**BRIEF**
All of the data is to be copied word for word.

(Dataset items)
/---

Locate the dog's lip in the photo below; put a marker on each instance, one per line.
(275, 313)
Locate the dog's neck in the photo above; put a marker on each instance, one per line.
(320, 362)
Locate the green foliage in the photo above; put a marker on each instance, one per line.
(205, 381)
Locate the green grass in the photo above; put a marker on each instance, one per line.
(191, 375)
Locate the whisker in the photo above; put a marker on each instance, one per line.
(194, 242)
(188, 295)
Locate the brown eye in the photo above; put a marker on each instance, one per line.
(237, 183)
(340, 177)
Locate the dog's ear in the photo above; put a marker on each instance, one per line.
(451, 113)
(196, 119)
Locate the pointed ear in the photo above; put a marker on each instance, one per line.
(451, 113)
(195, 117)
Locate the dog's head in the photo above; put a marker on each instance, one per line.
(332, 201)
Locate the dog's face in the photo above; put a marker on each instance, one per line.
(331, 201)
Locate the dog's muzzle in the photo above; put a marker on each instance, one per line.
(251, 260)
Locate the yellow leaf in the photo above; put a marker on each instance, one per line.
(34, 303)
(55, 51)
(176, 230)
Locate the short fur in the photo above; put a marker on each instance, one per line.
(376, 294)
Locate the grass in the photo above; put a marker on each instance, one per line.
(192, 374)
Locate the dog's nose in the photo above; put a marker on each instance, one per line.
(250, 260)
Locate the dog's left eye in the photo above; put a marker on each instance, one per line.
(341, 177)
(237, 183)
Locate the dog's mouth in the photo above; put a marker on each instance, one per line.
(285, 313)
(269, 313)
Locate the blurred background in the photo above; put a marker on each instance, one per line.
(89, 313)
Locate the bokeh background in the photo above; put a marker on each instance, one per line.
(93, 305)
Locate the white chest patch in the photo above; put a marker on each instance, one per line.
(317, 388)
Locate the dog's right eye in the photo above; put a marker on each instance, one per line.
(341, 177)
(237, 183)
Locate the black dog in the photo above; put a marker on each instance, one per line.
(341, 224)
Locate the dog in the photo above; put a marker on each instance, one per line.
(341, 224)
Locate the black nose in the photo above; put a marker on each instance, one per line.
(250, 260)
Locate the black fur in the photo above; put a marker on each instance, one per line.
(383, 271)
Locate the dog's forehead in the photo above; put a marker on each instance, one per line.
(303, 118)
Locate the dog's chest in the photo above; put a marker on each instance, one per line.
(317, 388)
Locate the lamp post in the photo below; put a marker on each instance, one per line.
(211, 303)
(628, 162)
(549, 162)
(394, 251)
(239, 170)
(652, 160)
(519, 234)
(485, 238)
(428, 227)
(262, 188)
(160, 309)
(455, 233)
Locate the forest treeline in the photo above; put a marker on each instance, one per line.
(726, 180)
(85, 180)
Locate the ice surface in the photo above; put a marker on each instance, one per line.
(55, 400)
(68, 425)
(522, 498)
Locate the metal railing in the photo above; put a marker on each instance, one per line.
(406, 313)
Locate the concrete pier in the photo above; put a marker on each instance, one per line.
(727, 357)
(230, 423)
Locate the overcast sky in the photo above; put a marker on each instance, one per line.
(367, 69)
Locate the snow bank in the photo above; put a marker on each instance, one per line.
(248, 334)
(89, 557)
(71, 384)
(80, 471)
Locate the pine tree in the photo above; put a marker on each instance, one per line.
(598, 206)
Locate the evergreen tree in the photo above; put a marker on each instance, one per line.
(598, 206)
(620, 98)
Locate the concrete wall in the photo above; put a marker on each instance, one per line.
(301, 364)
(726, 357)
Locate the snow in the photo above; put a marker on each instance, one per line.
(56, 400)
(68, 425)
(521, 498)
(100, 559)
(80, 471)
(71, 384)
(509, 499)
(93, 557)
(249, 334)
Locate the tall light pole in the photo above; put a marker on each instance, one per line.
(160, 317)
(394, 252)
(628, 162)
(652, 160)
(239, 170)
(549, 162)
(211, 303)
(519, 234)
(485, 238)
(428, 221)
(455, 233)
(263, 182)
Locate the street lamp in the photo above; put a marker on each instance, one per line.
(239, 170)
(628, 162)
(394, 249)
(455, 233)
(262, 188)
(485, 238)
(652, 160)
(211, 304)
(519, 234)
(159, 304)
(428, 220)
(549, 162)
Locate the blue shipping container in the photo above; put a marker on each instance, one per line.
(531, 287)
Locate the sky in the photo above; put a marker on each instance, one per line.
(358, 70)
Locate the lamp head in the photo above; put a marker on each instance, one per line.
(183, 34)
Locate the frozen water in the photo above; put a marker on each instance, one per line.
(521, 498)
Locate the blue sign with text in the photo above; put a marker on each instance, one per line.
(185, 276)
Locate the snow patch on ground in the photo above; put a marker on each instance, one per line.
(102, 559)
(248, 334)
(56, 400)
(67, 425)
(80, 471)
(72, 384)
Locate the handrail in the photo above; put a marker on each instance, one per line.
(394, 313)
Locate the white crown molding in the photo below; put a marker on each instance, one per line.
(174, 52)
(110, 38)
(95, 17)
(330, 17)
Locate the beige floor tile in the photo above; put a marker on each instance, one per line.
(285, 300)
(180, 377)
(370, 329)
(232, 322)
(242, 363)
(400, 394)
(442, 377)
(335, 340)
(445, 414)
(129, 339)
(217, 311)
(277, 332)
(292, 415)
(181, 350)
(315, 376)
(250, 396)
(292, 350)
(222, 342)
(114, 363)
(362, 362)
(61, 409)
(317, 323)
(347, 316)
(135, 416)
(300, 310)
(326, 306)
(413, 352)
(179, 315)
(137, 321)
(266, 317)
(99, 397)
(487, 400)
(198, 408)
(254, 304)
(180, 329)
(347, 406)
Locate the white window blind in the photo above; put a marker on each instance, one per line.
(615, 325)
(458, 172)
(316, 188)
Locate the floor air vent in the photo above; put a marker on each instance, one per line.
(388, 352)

\---

**OUTPUT OF THE TASK**
Locate the dog's lip in the photo below; put a marker on each instance, one per line.
(275, 313)
Locate the dog's neck in the photo above; put a marker on each instance, one per line.
(320, 362)
Locate the green foliage in the photo above; put a marker on each instance, one per line.
(205, 381)
Locate the green grass in the photo above; put a marker on each instance, one per line.
(191, 375)
Locate the whisker in the photo above; put a marker on each instance, one per line.
(194, 242)
(188, 295)
Locate the brown eye in the photo above; put a marker on each instance, one per line.
(237, 183)
(340, 177)
Locate the dog's ear in the photo above; put a marker on each instance, one per line.
(451, 113)
(196, 119)
Locate the pointed ear in the photo above; put a marker on each instance, one per line.
(451, 113)
(195, 117)
Locate the dog's head in the photo above; put a marker on each instance, one per line.
(332, 201)
Locate the dog's face in the photo above; put a marker on each instance, one per line.
(331, 201)
Locate the dog's muzzle in the photo above; put a marker on each instance, one per line.
(251, 260)
Locate the yellow leaf in the photo above; put a marker on each instance, one per line.
(34, 303)
(55, 51)
(176, 230)
Locate the short fur in the photo above; put a marker on each instance, one per line.
(376, 294)
Locate the grass in the photo above; put a marker on each instance, one per line.
(192, 374)
Locate the dog's nose in the photo above; put a marker on each instance, one per line.
(250, 260)
Locate the dog's left eye in the photo above; put a marker on each instance, one per line.
(341, 177)
(237, 183)
Locate the dog's mouth in the photo above; put a marker on each instance, one per line.
(285, 313)
(269, 313)
Locate the blurred background in the photo above; put a marker on each instance, one per line.
(89, 313)
Locate the bokeh background in the photo above; put a marker on each instance, one per line.
(93, 305)
Locate the white chest patch in the photo above; put a marker on each instance, one per line.
(317, 388)
Locate the dog's right eye in the photo above; put a marker on each instance, one per line.
(341, 177)
(237, 183)
Locate the black dog in the photo above; put a marker on each instance, one per line.
(341, 224)
Locate the dog in the photo above; put a marker on each instance, one per line.
(341, 224)
Locate the black nose in the photo above; put a marker on each instance, one per line.
(250, 260)
Locate the black fur in the photo above; put a marker on each instance, one per line.
(383, 271)
Locate the dog's forehead in the photo above; put a marker on each instance, one per line.
(303, 118)
Locate the dog's chest in the photo above; put a marker on each instance, one per line.
(317, 388)
Locate the lamp post in the photo below; put a marker on each instance, one per line.
(211, 303)
(628, 162)
(549, 162)
(394, 251)
(239, 170)
(652, 160)
(519, 234)
(485, 238)
(428, 227)
(262, 188)
(160, 309)
(455, 233)
Locate the forest treeline in the photo above; put a marker on each instance, one per line.
(726, 180)
(85, 180)
Locate the ice surface in the photo above; put a marker on each instance, one per line.
(55, 400)
(68, 425)
(522, 498)
Locate the metal railing in the photo above; put a marker on each instance, one per line.
(406, 313)
Locate the concrete pier in the photo above; put a marker on each instance, one per line.
(727, 357)
(230, 423)
Locate the overcast sky in the photo above; put a marker on each instance, one per line.
(367, 69)
Locate the snow bank in the photo above; put a marker on each instance, one per line.
(248, 334)
(89, 557)
(71, 384)
(80, 471)
Locate the pine tree in the photo above; put a marker on each instance, one per line.
(598, 206)
Locate the evergreen tree in the photo above; put a marker on each instance, one per line.
(598, 206)
(620, 98)
Locate the concrete wall in the photo above; put a marker on each instance, one per line.
(301, 364)
(726, 357)
Locate the snow in the photo above; put a marker on each instance, one per line.
(56, 400)
(68, 425)
(521, 498)
(100, 559)
(80, 471)
(71, 384)
(509, 499)
(93, 557)
(249, 334)
Locate the tall light pole in the photo above; put a marker on each instance, one per line.
(160, 317)
(394, 252)
(628, 162)
(652, 160)
(239, 170)
(549, 162)
(211, 303)
(519, 234)
(485, 238)
(428, 221)
(455, 233)
(263, 182)
Locate the street lamp in the photo above; put a marker on each instance, one per line.
(239, 170)
(628, 162)
(394, 249)
(455, 233)
(262, 188)
(485, 238)
(652, 160)
(211, 304)
(519, 234)
(159, 304)
(428, 220)
(549, 162)
Locate the blue shipping container in the photo above; put a marker on each instance, one per line.
(531, 287)
Locate the sky in the photo above; put a marker on each instance, one per line.
(358, 70)
Locate the lamp head in the photo above; put a marker on each instance, one per line.
(183, 34)
Locate the frozen water in the photo above; put a marker on each instance, one per line.
(521, 498)
Locate the blue sign with text in the photo above; put a marker on each instance, one per line.
(185, 276)
Locate the snow patch on ground in the photo above; put a marker on each instance, one per line.
(102, 559)
(248, 334)
(56, 400)
(67, 425)
(80, 471)
(72, 384)
Locate the handrail in the photo above; put a marker on each instance, one per line.
(394, 313)
Locate the white crown molding in the photo below; put a marker on each instance, one per line.
(174, 52)
(110, 38)
(95, 17)
(330, 17)
Locate the beige floor tile in the photo above; put a marker on each instance, one per line.
(285, 300)
(180, 377)
(370, 329)
(232, 322)
(242, 363)
(400, 394)
(442, 377)
(335, 340)
(445, 414)
(129, 339)
(217, 311)
(277, 332)
(292, 415)
(181, 350)
(315, 376)
(250, 396)
(292, 350)
(222, 342)
(114, 363)
(362, 362)
(61, 409)
(317, 323)
(347, 316)
(135, 416)
(300, 310)
(326, 306)
(413, 352)
(179, 315)
(137, 321)
(266, 317)
(99, 397)
(487, 400)
(198, 408)
(254, 304)
(180, 329)
(347, 406)
Locate the white window blind in the photo above; put a marker on each instance, one per line.
(615, 325)
(458, 172)
(316, 188)
Locate the floor air vent in the photo above; put a marker on each instance, one per line.
(388, 352)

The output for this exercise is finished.